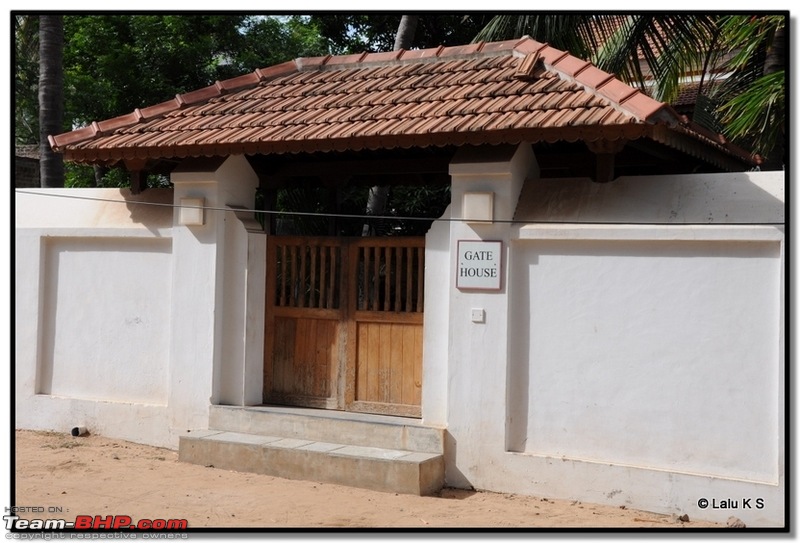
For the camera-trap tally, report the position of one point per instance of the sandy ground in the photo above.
(94, 475)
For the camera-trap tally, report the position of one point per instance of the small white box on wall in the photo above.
(478, 207)
(191, 212)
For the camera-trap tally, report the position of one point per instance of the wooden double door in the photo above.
(344, 323)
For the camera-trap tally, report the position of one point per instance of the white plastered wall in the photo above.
(92, 291)
(128, 322)
(638, 365)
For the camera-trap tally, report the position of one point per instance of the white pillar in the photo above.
(478, 351)
(197, 352)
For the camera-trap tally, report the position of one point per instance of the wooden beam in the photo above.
(138, 181)
(367, 166)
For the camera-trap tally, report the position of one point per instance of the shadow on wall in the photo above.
(152, 208)
(454, 478)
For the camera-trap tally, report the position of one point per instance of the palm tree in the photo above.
(379, 195)
(657, 52)
(51, 97)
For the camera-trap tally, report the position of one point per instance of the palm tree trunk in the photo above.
(379, 195)
(51, 97)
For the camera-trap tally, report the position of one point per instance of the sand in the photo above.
(93, 475)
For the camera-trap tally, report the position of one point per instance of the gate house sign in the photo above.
(479, 265)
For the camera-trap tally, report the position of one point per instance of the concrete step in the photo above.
(375, 468)
(347, 428)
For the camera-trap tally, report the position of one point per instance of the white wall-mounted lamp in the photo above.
(191, 212)
(478, 207)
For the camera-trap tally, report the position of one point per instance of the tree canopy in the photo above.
(741, 54)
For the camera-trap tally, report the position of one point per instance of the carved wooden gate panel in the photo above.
(344, 323)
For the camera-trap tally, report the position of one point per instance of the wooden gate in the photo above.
(344, 323)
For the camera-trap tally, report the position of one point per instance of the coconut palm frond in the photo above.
(757, 114)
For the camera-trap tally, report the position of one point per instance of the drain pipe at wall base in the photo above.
(79, 431)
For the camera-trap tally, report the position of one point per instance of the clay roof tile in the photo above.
(493, 91)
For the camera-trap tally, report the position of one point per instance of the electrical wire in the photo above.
(385, 217)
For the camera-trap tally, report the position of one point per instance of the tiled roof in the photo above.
(500, 92)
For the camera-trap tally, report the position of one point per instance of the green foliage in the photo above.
(272, 40)
(347, 34)
(116, 63)
(748, 110)
(82, 176)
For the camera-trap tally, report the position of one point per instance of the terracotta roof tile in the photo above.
(477, 93)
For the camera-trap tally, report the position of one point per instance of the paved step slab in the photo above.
(374, 468)
(329, 426)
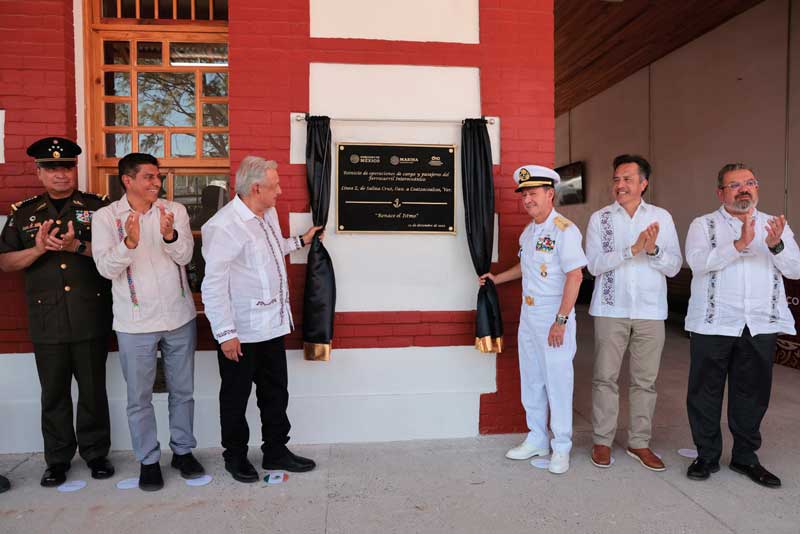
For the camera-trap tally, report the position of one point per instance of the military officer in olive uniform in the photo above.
(551, 259)
(69, 308)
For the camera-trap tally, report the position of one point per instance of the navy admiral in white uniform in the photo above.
(550, 265)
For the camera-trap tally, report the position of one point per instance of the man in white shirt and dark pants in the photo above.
(142, 244)
(737, 308)
(631, 247)
(246, 299)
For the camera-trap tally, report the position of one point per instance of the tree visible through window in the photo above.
(162, 88)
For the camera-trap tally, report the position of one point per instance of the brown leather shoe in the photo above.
(601, 456)
(647, 458)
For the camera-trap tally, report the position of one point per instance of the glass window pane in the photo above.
(129, 9)
(183, 145)
(185, 9)
(201, 10)
(117, 84)
(202, 195)
(115, 189)
(118, 114)
(110, 8)
(189, 54)
(147, 9)
(215, 84)
(148, 53)
(166, 99)
(152, 143)
(165, 9)
(220, 9)
(117, 145)
(215, 114)
(215, 145)
(116, 53)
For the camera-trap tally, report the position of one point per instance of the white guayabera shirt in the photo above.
(732, 289)
(245, 288)
(149, 286)
(627, 286)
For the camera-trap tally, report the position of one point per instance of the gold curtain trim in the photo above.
(317, 352)
(489, 344)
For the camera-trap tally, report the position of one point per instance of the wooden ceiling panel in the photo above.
(600, 43)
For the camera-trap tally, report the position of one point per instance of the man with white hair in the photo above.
(246, 299)
(550, 265)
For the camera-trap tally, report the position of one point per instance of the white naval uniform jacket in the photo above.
(732, 289)
(148, 283)
(547, 252)
(627, 286)
(245, 288)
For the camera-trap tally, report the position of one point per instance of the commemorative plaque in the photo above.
(395, 188)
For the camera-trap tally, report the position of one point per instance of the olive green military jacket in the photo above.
(68, 300)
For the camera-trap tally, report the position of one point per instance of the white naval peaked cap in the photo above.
(535, 176)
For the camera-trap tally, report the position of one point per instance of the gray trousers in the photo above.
(137, 355)
(645, 340)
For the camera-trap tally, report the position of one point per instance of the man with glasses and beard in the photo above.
(737, 308)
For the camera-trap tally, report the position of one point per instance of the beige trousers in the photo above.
(645, 340)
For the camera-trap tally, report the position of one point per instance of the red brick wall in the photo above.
(37, 92)
(270, 52)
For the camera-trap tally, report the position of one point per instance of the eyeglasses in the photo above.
(735, 186)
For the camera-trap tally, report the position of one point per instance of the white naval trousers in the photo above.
(546, 376)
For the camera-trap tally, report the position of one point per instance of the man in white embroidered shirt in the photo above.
(737, 308)
(246, 299)
(631, 247)
(142, 244)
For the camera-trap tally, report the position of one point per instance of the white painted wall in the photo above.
(454, 21)
(390, 272)
(360, 395)
(718, 99)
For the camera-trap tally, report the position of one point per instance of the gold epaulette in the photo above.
(15, 206)
(562, 223)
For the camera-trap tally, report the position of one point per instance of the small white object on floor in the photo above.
(541, 463)
(128, 483)
(276, 477)
(72, 485)
(201, 481)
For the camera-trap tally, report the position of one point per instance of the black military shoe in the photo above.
(150, 478)
(757, 474)
(55, 475)
(101, 468)
(188, 465)
(702, 469)
(290, 462)
(241, 469)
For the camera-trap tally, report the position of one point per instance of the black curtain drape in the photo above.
(478, 187)
(319, 300)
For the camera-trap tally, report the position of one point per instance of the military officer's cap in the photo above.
(54, 152)
(535, 176)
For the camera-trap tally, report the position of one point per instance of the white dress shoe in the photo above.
(525, 450)
(559, 463)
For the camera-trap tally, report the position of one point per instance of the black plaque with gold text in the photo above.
(395, 188)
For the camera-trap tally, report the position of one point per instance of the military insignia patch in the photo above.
(545, 244)
(83, 216)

## The problem
Rescale the lines above beginning with the one containing "patch in the photo above." and continuing through the last line, reproducing each line, requests included, but multiplying every point coordinate in the answers by 1.65 and rounding the result to a whole number, with halves rounded up.

## Response below
For the camera-trap tally, report the position of one point per instance of the military insignia patch in the photo above.
(899, 403)
(137, 356)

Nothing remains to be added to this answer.